Written exercise → Output every record below exactly as it appears.

(Named-object pointing records)

- - - -

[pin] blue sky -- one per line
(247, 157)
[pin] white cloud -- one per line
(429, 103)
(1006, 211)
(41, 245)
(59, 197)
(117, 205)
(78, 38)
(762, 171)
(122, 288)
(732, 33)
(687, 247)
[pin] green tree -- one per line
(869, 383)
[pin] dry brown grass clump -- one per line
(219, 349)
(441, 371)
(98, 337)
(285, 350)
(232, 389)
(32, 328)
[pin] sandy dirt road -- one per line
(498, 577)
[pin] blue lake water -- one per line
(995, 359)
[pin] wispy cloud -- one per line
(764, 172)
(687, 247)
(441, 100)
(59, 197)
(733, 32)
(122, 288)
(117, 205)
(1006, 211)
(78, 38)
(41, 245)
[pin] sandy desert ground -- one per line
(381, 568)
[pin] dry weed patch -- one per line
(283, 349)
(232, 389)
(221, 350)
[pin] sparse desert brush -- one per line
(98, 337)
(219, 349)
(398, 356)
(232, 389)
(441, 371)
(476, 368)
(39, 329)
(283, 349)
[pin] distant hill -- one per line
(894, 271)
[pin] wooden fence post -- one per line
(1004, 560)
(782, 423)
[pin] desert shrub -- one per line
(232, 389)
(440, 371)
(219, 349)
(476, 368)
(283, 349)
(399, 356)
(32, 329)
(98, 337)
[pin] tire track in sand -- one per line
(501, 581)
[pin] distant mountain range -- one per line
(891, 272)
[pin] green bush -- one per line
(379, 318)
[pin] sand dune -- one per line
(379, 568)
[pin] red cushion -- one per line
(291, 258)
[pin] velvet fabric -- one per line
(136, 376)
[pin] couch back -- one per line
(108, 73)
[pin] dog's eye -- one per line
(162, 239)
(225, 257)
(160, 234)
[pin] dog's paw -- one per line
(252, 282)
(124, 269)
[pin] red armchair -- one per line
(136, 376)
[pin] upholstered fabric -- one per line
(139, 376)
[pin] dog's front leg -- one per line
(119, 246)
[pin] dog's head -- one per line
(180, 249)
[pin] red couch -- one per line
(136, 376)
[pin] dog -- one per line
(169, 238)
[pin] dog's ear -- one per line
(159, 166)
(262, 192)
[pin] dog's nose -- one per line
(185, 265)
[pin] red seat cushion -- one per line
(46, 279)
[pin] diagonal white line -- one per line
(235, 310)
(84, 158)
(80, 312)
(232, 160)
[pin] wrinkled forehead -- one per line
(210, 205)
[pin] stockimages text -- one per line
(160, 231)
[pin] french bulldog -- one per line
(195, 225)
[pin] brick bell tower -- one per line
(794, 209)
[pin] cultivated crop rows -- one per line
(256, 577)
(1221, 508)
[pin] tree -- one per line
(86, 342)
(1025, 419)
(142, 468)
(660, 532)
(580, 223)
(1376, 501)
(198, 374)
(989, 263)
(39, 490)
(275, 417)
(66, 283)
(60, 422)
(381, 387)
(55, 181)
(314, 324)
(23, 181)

- - - -

Task answer →
[pin] blue sky -- one per line
(247, 157)
[pin] white cloud -- one per line
(429, 103)
(1006, 211)
(41, 245)
(59, 197)
(117, 205)
(78, 38)
(762, 171)
(122, 288)
(732, 33)
(687, 247)
[pin] green tree -- one per line
(869, 383)
[pin] dry brown grass clump -- one per line
(219, 349)
(441, 371)
(98, 337)
(285, 350)
(232, 389)
(32, 328)
[pin] sandy dirt road -- one per line
(498, 577)
[pin] blue lake water -- one per line
(995, 359)
[pin] wispy cloud -- one per line
(764, 172)
(687, 247)
(441, 100)
(59, 197)
(733, 32)
(122, 288)
(117, 205)
(1006, 211)
(78, 38)
(41, 245)
[pin] sandy desert ground -- one per line
(381, 568)
[pin] dry weed patch -- one per line
(283, 349)
(232, 389)
(221, 350)
[pin] sparse desert brush -- one per line
(98, 337)
(219, 349)
(398, 356)
(232, 389)
(441, 371)
(476, 368)
(39, 329)
(283, 349)
[pin] distant hill -- one per line
(894, 271)
[pin] wooden fence post -- one per line
(1004, 560)
(782, 423)
[pin] desert shrub -- one per line
(232, 389)
(440, 371)
(219, 349)
(476, 368)
(283, 349)
(399, 356)
(32, 329)
(98, 337)
[pin] tire track in sand -- one per line
(501, 581)
[pin] distant mountain range -- one per line
(891, 272)
[pin] green bush -- one per line
(379, 318)
[pin] sand dune -- one per line
(379, 568)
[pin] red cushion -- one per line
(291, 258)
[pin] velvet fabric -- one per line
(136, 376)
[pin] couch back -- one per line
(108, 73)
[pin] dog's eye -- one per line
(162, 239)
(225, 257)
(160, 234)
[pin] dog's paw -- one per line
(252, 282)
(124, 269)
[pin] red armchair -- one per line
(136, 376)
[pin] upholstered fabric -- one per line
(139, 376)
[pin] dog's front leg -- one per line
(119, 246)
[pin] dog's head -- one per line
(180, 249)
[pin] red couch -- one per line
(136, 376)
[pin] dog -- one per line
(169, 238)
[pin] dog's ear -- one per line
(159, 166)
(262, 192)
[pin] dog's nose -- one per line
(185, 265)
[pin] red seat cushion -- one per line
(46, 279)
[pin] diagonal white line -- one per line
(235, 310)
(84, 158)
(80, 312)
(232, 160)
[pin] wrinkled forehead -- one per line
(210, 205)
[pin] stockimages text -- one per line
(160, 231)
[pin] french bulldog -- one per line
(195, 225)
[pin] brick bell tower -- one per line
(794, 209)
[pin] cultivated crop rows -- one per line
(256, 577)
(1221, 508)
[pin] tree -- one per line
(86, 342)
(1025, 419)
(142, 468)
(660, 532)
(580, 223)
(1376, 501)
(198, 374)
(989, 263)
(39, 490)
(275, 417)
(66, 283)
(60, 422)
(381, 387)
(55, 181)
(314, 324)
(23, 181)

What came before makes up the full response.